[REQUIRED WORK]
Summarize the Canon AE-1 review below in two sentences.

[SOURCE DOCUMENT]
Canon AE-1 (Original) Film Camera Review

The Most Popular Film SLR Ever Made

9 min read by Dmitri.
Published on .

The legendary Canon AE-1 film SLR changed the photographic industry forever as soon as it hit the store shelves.

Aside from being the first SLR ever to use a microchip, it democratized (some would say, “cheapened”) the camera concept, paving the way for software to eat the world. Starting with a chunky bite out of the mechanical systems that have historically controlled all of the critical functions, like shutter timing and exposure calculations.

In this review, I’ll cover the build quality and the ingenious ways Canon made these machines affordable while still keeping them fairly reliable — sufficient enough to last all four-plus decades since the first copy rolled off the belt in 1976. Plus, look for the samples taken with two excellent lenses (28mm 1:3.5 S.C. + 50mm 1:1.4 S.S.C.) with my overview of the ergonomics and technical specifications, below.

[ROWS]
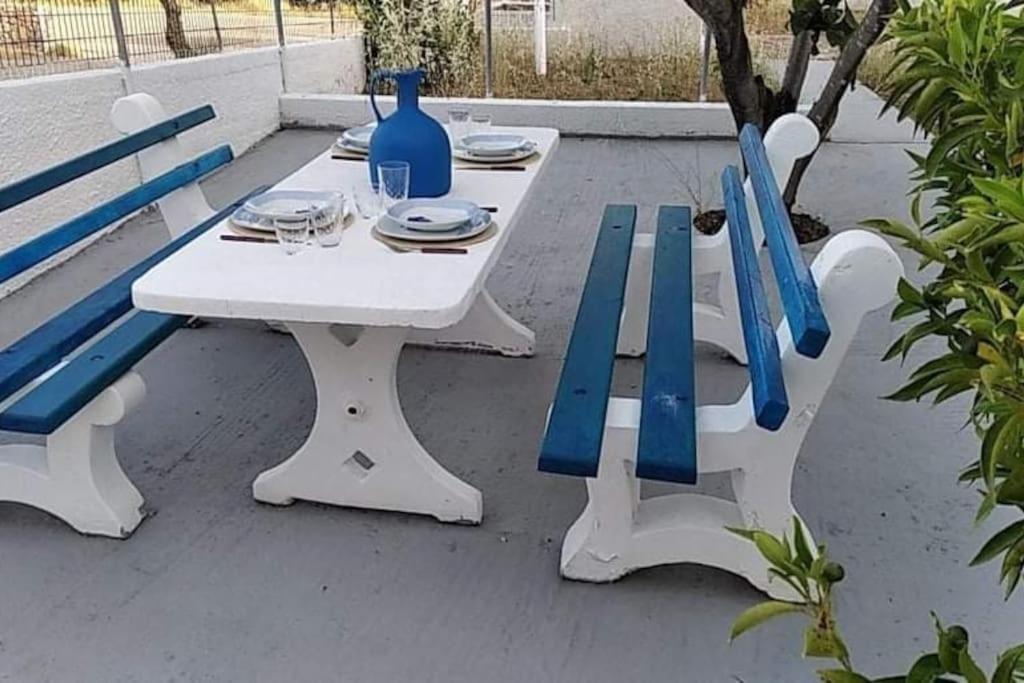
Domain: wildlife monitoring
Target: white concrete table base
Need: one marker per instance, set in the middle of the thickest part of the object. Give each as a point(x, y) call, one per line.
point(350, 309)
point(360, 452)
point(485, 328)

[RESPONSE TO THIS TASK]
The Canon AE-1, first produced in 1976, changed the photographic industry as the first SLR to use a microchip, with software taking over functions such as shutter timing and exposure calculations that mechanical systems had historically controlled. The review covers the camera's build quality, how Canon made it affordable while keeping it fairly reliable, its ergonomics and technical specifications, and samples taken with a 28mm 1:3.5 S.C. lens and a 50mm 1:1.4 S.S.C. lens.